**REQUIRED ACTION 1**
Name each place and each institution mentioned in the clingfish article. Count each only once, even if it appears under a shorter form.
**REQUIRED ACTION 2**
Reproduce the passage from the clingfish article starting at "May 4, 2015" and ending at "slightest uneven surface.".
**REQUIRED ACTION 3**
According to the clingfish article, why does Petra Ditsche consider the Northern clingfish a good model for technical applications? Answer in one to three sentences.

**SOURCE PASSAGE**
May 4, 2015
Puget Sound’s clingfish could inspire better medical devices, whale tags
Scooting around in the shallow, coastal waters of Puget Sound is one of the world’s best suction cups.
It’s called the Northern clingfish, and its small, finger-sized body uses suction forces to hold up to 150 times its own body weight. These fish actually hold on better to rough surfaces than to smooth ones, putting to shame industrial suction devices that give way with the slightest uneven surface.
Researchers at the University of Washington’s Friday Harbor Laboratories on San Juan Island are studying this quirky little fish to understand how it can summon such massive suction power in wet, slimy environments. They are beginning to look at how the biomechanics of clingfish could be helpful in designing devices and instruments to be used in surgery and even to tag and track whales in the ocean.
“Northern clingfish’s attachment abilities are very desirable for technical applications, and this fish can provide an excellent model for strongly and reversibly attaching to rough, fouled surfaces in wet environments,” said Petra Ditsche, a postdoctoral researcher with Adam Summers‘ team at Friday Harbor Labs.

**DATASET EXCERPTS**
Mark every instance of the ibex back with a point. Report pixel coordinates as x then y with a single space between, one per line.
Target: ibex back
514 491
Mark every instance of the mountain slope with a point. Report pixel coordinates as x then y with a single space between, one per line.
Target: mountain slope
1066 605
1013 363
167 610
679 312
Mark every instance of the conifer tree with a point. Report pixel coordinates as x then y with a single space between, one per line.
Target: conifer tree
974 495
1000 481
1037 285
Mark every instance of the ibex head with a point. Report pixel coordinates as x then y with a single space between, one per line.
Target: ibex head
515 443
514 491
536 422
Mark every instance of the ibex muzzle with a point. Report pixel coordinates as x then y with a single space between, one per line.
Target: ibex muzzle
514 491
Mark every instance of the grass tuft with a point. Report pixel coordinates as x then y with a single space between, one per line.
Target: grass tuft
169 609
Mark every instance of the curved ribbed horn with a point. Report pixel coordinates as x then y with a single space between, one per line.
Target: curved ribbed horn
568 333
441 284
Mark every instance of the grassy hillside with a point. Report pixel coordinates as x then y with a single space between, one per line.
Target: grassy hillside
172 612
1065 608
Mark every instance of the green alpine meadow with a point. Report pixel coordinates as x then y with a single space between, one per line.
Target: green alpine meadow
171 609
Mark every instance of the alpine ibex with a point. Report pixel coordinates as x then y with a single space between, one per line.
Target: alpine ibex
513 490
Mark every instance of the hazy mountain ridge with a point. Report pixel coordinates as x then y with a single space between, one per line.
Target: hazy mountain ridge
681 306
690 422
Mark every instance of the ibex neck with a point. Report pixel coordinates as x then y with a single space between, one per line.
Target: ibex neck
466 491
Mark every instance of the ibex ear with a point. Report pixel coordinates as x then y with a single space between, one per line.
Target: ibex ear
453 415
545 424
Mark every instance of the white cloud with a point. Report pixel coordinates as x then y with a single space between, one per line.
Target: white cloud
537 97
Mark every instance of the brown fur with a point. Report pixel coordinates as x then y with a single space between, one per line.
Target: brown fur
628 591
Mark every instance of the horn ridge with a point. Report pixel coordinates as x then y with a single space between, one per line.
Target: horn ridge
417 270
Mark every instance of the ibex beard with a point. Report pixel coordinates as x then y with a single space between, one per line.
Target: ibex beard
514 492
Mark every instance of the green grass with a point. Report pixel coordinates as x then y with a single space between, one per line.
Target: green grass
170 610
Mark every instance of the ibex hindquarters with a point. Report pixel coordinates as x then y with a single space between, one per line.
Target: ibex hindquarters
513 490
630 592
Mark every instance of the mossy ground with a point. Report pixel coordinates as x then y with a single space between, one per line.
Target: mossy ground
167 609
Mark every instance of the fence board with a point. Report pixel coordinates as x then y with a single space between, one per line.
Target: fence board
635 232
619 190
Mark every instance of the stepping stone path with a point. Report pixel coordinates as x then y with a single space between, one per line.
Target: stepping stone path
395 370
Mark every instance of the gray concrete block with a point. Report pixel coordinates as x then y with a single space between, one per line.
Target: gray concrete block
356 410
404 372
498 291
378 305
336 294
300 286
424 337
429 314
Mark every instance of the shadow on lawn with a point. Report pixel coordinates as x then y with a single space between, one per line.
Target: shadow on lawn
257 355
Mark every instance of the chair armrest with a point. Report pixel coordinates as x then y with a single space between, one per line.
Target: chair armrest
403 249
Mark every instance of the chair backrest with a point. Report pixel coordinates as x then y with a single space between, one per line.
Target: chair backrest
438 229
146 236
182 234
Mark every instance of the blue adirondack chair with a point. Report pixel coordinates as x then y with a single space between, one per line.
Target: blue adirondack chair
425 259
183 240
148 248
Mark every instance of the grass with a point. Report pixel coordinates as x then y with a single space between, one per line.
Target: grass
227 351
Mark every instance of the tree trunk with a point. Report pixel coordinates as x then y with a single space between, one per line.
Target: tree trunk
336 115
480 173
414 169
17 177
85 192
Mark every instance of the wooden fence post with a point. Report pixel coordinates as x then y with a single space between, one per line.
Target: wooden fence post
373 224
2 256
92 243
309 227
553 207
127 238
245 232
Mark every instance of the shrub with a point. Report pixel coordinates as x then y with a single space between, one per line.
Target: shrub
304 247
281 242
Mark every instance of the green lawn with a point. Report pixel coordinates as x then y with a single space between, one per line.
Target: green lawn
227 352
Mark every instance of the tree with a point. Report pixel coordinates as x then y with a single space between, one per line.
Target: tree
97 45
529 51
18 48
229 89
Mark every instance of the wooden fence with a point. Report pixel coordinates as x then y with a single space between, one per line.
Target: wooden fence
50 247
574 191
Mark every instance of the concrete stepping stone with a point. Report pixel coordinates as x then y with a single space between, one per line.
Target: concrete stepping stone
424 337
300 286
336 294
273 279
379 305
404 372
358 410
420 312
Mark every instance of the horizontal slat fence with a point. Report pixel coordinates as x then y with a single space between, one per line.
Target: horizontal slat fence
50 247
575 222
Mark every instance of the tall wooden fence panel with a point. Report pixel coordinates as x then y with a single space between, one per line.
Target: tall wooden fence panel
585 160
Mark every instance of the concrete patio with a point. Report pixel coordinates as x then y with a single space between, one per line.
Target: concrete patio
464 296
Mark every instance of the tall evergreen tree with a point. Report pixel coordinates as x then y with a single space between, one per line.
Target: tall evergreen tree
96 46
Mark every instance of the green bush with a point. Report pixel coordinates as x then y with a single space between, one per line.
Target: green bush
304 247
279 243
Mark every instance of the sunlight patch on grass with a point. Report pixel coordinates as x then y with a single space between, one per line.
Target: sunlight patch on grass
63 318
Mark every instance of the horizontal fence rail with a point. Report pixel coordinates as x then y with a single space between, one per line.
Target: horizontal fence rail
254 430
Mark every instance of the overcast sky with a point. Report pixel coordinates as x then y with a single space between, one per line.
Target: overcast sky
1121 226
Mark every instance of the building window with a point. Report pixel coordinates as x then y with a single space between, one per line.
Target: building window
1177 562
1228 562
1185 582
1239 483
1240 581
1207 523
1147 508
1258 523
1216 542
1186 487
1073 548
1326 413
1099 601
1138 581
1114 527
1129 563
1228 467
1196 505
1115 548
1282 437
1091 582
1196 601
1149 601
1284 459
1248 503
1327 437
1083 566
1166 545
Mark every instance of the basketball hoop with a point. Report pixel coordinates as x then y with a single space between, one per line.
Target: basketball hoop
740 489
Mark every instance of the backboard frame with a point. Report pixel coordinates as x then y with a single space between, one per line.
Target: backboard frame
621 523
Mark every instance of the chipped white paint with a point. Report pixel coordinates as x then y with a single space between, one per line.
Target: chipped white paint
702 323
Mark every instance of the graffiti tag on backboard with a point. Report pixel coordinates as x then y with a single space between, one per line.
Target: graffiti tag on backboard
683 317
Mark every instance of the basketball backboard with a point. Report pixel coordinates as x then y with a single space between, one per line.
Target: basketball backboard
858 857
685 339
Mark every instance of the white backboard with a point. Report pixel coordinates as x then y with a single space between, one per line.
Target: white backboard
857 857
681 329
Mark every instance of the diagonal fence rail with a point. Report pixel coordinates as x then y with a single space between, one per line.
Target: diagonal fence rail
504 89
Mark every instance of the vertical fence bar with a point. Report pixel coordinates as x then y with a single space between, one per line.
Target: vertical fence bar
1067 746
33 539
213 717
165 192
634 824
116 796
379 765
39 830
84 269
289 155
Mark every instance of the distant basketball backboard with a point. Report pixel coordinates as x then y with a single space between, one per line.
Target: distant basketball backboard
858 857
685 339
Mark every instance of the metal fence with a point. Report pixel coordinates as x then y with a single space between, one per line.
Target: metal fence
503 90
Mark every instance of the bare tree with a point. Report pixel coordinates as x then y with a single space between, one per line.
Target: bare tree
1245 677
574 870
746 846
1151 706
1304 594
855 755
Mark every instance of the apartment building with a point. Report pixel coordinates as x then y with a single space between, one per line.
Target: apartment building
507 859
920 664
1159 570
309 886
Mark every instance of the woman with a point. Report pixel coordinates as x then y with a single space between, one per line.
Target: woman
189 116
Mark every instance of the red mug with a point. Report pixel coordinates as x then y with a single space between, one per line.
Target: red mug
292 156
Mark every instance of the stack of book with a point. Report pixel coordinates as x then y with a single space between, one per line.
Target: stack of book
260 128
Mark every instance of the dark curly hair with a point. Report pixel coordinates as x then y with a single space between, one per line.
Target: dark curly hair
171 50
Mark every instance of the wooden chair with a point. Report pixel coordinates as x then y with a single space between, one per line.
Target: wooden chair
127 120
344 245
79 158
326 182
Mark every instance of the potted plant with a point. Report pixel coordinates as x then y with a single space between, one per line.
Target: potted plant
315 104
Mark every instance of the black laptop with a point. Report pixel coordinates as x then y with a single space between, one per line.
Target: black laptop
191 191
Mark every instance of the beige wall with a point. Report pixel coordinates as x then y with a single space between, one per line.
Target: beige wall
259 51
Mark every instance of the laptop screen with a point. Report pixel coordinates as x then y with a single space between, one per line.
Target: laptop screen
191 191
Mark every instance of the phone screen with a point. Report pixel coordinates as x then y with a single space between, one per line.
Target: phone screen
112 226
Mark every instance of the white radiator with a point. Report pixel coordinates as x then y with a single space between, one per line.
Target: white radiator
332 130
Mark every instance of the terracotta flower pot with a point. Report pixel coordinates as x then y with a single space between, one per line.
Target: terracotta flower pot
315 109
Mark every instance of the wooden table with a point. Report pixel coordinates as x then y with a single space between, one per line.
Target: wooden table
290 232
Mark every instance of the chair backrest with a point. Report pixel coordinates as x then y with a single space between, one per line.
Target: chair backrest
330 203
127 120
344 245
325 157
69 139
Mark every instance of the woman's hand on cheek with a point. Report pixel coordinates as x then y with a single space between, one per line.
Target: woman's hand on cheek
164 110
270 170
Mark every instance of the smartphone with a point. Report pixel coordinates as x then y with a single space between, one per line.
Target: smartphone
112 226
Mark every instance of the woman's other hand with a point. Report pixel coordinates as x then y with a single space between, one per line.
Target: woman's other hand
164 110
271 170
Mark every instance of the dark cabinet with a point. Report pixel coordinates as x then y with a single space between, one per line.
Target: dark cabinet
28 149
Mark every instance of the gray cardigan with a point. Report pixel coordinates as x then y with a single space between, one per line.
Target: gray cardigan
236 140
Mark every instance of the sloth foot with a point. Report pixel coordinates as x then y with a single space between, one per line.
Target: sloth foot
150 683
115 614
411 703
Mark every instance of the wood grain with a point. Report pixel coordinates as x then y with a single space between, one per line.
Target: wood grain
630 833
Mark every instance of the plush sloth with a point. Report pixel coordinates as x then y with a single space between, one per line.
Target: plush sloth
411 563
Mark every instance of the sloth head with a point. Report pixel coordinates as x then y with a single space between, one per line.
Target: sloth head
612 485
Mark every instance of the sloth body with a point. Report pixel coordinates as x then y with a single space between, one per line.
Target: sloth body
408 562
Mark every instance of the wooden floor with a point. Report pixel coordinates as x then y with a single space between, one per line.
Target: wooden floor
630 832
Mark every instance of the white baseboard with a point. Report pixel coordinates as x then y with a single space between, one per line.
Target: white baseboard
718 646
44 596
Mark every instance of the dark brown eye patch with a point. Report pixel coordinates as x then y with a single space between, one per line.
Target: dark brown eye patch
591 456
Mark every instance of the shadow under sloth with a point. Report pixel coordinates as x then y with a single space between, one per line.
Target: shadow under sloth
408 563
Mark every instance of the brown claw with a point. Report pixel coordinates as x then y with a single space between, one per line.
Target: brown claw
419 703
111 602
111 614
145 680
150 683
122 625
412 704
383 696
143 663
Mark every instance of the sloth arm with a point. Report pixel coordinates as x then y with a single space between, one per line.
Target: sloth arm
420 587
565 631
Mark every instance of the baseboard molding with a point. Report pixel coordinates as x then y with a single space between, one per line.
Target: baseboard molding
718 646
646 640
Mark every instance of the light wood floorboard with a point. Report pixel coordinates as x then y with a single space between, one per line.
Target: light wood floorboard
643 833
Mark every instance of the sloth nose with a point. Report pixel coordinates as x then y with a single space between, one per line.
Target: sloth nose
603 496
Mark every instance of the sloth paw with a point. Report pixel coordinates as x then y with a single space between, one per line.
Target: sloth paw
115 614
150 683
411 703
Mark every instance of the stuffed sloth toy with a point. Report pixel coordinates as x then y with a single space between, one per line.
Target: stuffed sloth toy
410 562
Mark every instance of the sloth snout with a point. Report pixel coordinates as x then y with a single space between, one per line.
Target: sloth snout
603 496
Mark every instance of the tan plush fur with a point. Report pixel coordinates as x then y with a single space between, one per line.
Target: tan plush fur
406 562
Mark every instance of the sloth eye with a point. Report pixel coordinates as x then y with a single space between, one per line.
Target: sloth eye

**TASK ANSWER 1**
Puget Sound, the University of Washington, Friday Harbor Laboratories, and San Juan Island.

**TASK ANSWER 2**
May 4, 2015
Puget Sound’s clingfish could inspire better medical devices, whale tags
Scooting around in the shallow, coastal waters of Puget Sound is one of the world’s best suction cups.
It’s called the Northern clingfish, and its small, finger-sized body uses suction forces to hold up to 150 times its own body weight. These fish actually hold on better to rough surfaces than to smooth ones, putting to shame industrial suction devices that give way with the slightest uneven surface.

**TASK ANSWER 3**
Its attachment abilities are very desirable for technical applications. It can attach strongly and reversibly to rough, fouled surfaces in wet environments.